[Image object location records]
%%

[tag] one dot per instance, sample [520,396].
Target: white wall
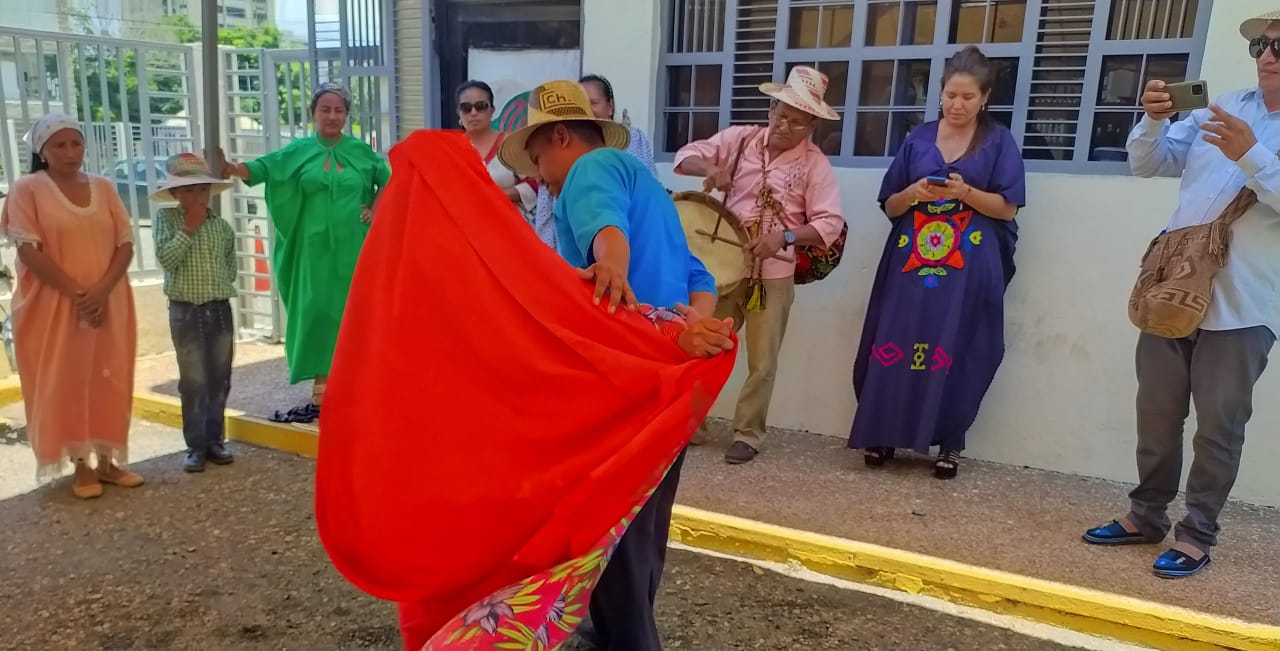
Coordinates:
[1063,400]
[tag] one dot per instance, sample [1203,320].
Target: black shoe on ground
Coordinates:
[195,462]
[740,453]
[219,454]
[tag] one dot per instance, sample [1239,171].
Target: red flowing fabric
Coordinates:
[484,421]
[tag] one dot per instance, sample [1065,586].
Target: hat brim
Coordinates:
[786,95]
[1256,27]
[165,193]
[512,151]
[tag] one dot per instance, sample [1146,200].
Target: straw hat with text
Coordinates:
[804,90]
[551,102]
[1256,26]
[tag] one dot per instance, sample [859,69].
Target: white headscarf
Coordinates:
[46,127]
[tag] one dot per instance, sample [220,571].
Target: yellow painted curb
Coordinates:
[1059,604]
[240,426]
[1069,606]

%%

**Task brief:**
Reproduce all of the records above, changing every "Target" to "Object" and leaving everything else unaltered. Omit the pictures from your answer.

**Exercise output:**
[tag] one dot per instance, sample [520,396].
Object: white wall
Coordinates:
[1063,400]
[tag] one dot per instance, sample [1203,320].
Object: black shoe on ground
Coordinates:
[195,462]
[740,453]
[219,454]
[tag] one dot per instance, sample [1239,171].
Object: red flowing fabric
Coordinates:
[484,421]
[tag] one dot per instance, sample [1065,586].
Object: hat brim
Coordinates:
[786,95]
[1256,27]
[165,193]
[512,151]
[tag] one dot per instance, sample [1146,200].
Object: straw hat with text
Coordinates:
[804,90]
[551,102]
[1256,26]
[tag] one dot per instance, sample [859,69].
Object: white headscarf
Coordinates:
[46,127]
[tag] one dot per instance, sample [220,571].
Object: yellow painted curb
Coordinates:
[1059,604]
[240,426]
[1069,606]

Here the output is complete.